» What you should do: Rewrite the rows below, putting "Outline the area" wherever "Mark the region" appears and keeping everything else the same.

Stored items from a collection
— start —

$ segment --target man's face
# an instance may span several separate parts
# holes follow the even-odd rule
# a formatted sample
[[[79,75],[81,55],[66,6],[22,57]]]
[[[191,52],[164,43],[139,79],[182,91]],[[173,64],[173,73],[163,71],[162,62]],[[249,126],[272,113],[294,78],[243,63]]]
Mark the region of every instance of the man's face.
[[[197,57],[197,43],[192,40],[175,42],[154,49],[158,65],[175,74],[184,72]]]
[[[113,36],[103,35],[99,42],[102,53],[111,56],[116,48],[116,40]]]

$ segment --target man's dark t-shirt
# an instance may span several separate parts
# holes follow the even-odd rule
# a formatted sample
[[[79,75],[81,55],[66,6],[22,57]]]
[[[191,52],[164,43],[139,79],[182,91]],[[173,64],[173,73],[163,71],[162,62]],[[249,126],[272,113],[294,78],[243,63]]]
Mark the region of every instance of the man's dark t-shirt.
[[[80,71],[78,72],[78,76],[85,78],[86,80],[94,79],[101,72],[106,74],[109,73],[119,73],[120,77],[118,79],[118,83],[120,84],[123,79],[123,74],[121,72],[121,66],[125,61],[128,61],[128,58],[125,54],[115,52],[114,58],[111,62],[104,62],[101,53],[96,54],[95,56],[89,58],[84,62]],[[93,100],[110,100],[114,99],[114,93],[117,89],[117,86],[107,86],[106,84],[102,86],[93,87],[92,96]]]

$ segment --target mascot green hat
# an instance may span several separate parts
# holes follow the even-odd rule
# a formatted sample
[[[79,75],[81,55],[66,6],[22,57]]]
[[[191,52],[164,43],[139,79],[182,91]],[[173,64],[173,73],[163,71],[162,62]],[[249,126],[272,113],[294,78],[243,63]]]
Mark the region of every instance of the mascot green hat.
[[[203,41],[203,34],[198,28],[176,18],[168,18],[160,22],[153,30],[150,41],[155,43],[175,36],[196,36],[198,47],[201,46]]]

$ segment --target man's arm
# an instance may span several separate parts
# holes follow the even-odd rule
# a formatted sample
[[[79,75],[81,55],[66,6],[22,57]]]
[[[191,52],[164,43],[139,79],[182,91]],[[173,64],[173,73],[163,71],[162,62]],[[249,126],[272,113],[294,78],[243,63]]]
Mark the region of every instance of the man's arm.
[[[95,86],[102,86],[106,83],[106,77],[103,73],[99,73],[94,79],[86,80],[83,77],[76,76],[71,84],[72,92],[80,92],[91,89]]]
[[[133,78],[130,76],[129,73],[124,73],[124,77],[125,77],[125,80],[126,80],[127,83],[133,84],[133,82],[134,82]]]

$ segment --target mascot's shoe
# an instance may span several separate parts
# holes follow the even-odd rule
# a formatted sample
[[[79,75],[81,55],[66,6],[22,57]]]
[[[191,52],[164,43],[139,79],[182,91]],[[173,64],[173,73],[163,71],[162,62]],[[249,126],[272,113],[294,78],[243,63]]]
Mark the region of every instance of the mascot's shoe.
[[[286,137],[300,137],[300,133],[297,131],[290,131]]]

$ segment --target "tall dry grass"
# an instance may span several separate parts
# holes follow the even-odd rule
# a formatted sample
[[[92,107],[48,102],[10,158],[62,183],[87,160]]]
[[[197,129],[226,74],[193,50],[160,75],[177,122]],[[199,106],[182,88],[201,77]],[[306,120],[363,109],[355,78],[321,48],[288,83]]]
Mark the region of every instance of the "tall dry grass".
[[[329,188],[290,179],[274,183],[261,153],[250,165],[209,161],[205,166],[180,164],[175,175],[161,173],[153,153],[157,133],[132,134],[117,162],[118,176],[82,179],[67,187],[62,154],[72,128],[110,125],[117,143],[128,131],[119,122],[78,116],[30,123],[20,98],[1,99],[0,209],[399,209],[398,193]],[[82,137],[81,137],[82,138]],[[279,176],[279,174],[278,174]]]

— end —

» Written solution:
$ segment --target man's face
# an instance may span several separate parts
# holes follow the even-odd rule
# a formatted sample
[[[79,75],[81,55],[66,6],[22,57]]]
[[[191,52],[164,43],[139,79],[182,91]],[[173,64],[173,73],[163,71],[162,62]],[[249,126],[272,113],[294,78],[243,63]]]
Outline the area of every instance of the man's face.
[[[197,57],[197,43],[192,40],[175,42],[154,49],[158,65],[175,74],[184,72]]]
[[[113,36],[103,35],[99,42],[102,53],[111,56],[116,48],[116,40]]]

$ segment --target man's dark t-shirt
# an instance may span several separate parts
# holes follow the even-odd rule
# a formatted sample
[[[79,75],[81,55],[66,6],[22,57]]]
[[[191,52],[164,43],[139,79],[182,91]],[[173,64],[173,73],[163,71],[162,62]],[[249,126],[272,113],[294,78],[243,63]]]
Outline the area of every instance of the man's dark t-shirt.
[[[80,71],[78,72],[78,76],[85,78],[86,80],[94,79],[101,72],[106,74],[109,73],[119,73],[120,77],[118,79],[118,83],[120,84],[123,79],[123,74],[121,72],[121,66],[125,61],[128,61],[128,58],[125,54],[115,52],[114,58],[111,62],[104,62],[101,53],[96,54],[95,56],[89,58],[84,62]],[[93,100],[110,100],[114,99],[114,93],[117,89],[117,86],[107,86],[106,84],[102,86],[93,87],[92,96]]]

$ segment --target mascot green hat
# an instance may span several separate parts
# holes follow the even-odd rule
# a formatted sample
[[[79,75],[81,55],[66,6],[22,57]]]
[[[191,52],[164,43],[139,79],[182,91]],[[173,64],[173,73],[163,71],[162,62]],[[249,126],[272,113],[294,78],[243,63]]]
Outline the area of every instance of the mascot green hat.
[[[203,41],[203,34],[198,28],[176,18],[168,18],[160,22],[153,30],[150,41],[155,43],[175,36],[196,36],[198,47],[201,46]]]

$ segment --target man's arm
# an instance may span several separate parts
# holes follow the even-odd rule
# a formatted sample
[[[79,75],[81,55],[66,6],[22,57]]]
[[[191,52],[164,43],[139,79],[182,91]],[[173,64],[173,73],[163,71],[162,62]],[[249,126],[272,113],[294,78],[243,63]]]
Outline the area of every instance of the man's arm.
[[[95,86],[102,86],[106,83],[106,77],[103,73],[99,73],[94,79],[86,80],[83,77],[76,76],[71,84],[72,92],[80,92],[91,89]]]
[[[133,78],[130,76],[129,73],[124,73],[124,77],[125,77],[125,80],[126,80],[127,83],[133,84],[133,82],[134,82]]]

$ segment --target mascot's shoe
# an instance may span several separate parts
# holes follow the even-odd rule
# a formatted sample
[[[79,75],[81,55],[66,6],[22,57]]]
[[[191,52],[164,43],[139,79],[182,91]],[[173,64],[173,73],[163,71],[162,62]],[[249,126],[272,113],[294,78],[243,63]]]
Outline the area of every instance of the mascot's shoe.
[[[286,137],[300,137],[300,133],[297,131],[290,131]]]

$ segment --target "tall dry grass"
# an instance may span several separate parts
# holes follow the even-odd rule
# a formatted sample
[[[92,107],[48,102],[10,158],[62,183],[87,160]]]
[[[197,129],[226,74],[193,50],[160,75],[177,122]],[[199,106],[182,88],[201,77]],[[306,120],[363,109],[355,78],[321,48],[288,83]]]
Outline the area of every instance of the "tall dry grass".
[[[329,188],[290,179],[274,183],[261,153],[250,165],[209,161],[205,166],[180,164],[175,175],[161,173],[153,153],[157,133],[132,134],[117,162],[118,176],[82,179],[67,187],[62,154],[72,128],[110,125],[117,143],[128,131],[119,122],[78,116],[30,123],[20,98],[1,99],[0,209],[399,209],[398,193]],[[82,137],[81,137],[82,138]],[[279,176],[279,174],[278,174]]]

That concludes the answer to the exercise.